Text shown:
START
United States v. Collins
This text of 13 F. App'x 126 (United States v. Collins) is published on Counsel Stack Legal Research, covering Court of Appeals for the Fourth Circuit primary law. Counsel Stack provides free access to over 12 million legal documents including statutes, case law, regulations, and constitutions.
Opinion
OPINION
Larry Lamont Collins was convicted by a jury of possession of 63 grams of crack cocaine with intent to distribute, 21 U.S.C.A. § 841(a) (West 1999) (Count One), possession of 24 grams of cocaine with intent to distribute, 21 U.S.C.A. § 841(a) (Count Two), and possession of a firearm (a Maveric Arms shotgun) by a convicted felon, 18 U.S.C.A. § 922(g)(1) (West 2000) (Count Three). He appeals his conviction on Count Three, the firearms charge, and his sentence of 240 months imprisonment for Counts One and Two. For the reasons that follow, we affirm.
Two law enforcement officers placed Collins under surveillance after receiving a tip that Collins had been seen selling drugs in front of an abandoned house in Candor, North Carolina. The officers observed four different individuals approach Collins in his car, which was parked across the street from the abandoned house. Each time, Collins went to the porch of the abandoned house and then returned and made an exchange with the person who had approached him. At one point, Collins went to his grandmother’s home, two blocks away, let himself in with a key, and returned immediately with a shoebox, which he concealed in a pump house next to the abandoned house.
END
(Object detection data)
START
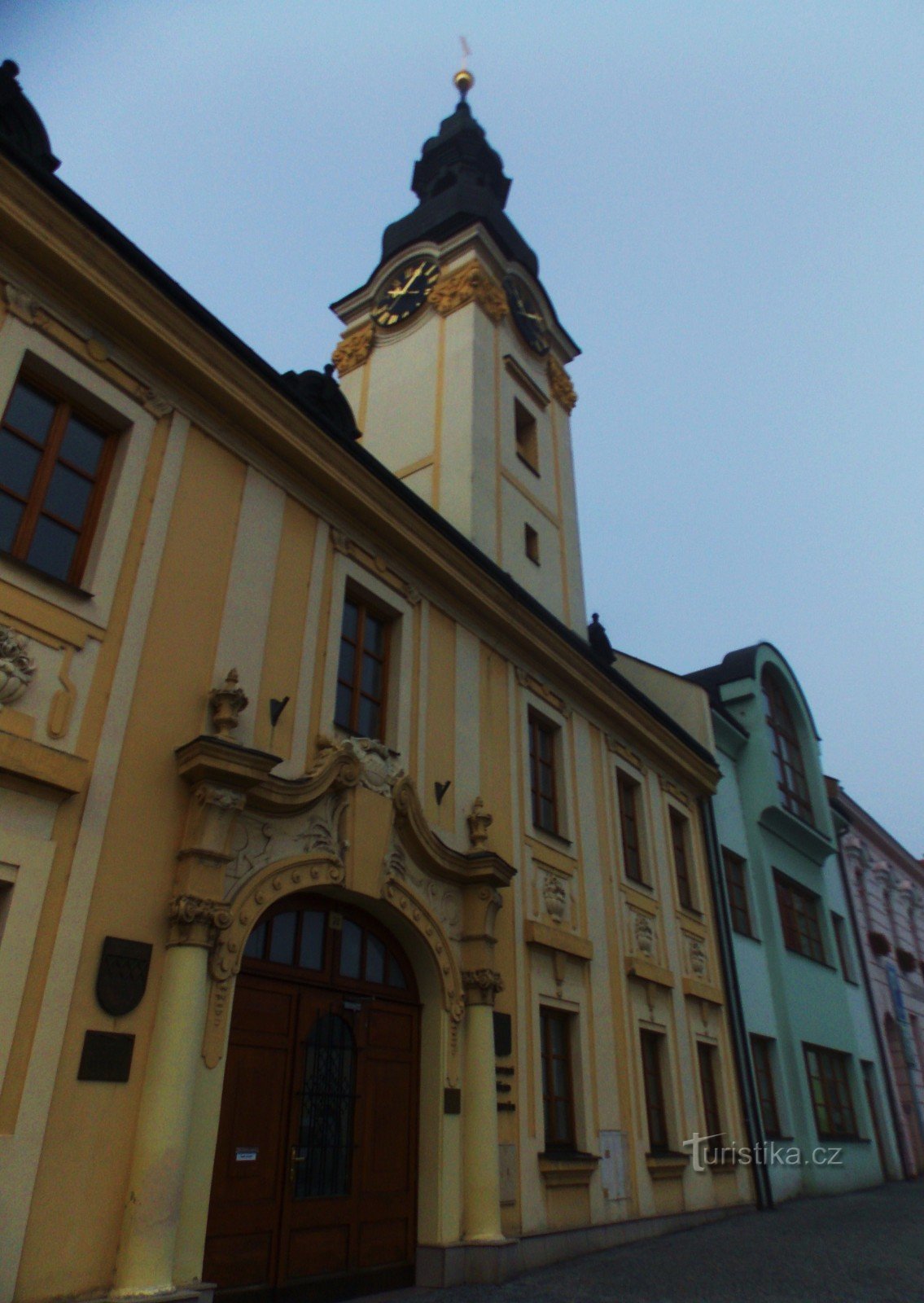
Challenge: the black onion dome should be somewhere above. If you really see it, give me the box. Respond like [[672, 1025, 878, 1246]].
[[382, 99, 540, 276], [0, 59, 61, 172]]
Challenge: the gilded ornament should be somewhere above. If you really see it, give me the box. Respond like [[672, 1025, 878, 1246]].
[[430, 259, 510, 322], [331, 323, 375, 375]]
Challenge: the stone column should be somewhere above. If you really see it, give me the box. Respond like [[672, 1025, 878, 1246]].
[[462, 968, 505, 1244], [112, 895, 230, 1298]]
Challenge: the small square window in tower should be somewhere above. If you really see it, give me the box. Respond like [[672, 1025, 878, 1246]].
[[334, 593, 388, 740], [514, 399, 540, 476]]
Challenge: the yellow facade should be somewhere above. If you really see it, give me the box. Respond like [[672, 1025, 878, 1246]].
[[0, 96, 751, 1303]]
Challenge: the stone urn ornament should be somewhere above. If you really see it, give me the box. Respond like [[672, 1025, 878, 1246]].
[[0, 624, 35, 708]]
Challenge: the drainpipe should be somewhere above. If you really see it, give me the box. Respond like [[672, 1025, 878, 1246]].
[[830, 823, 913, 1181], [700, 796, 773, 1212]]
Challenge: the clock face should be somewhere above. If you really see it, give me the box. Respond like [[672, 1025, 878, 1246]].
END
Directions for this task: In the court opinion, what did Collins bring back from his grandmother's home?

Full solution: A shoebox.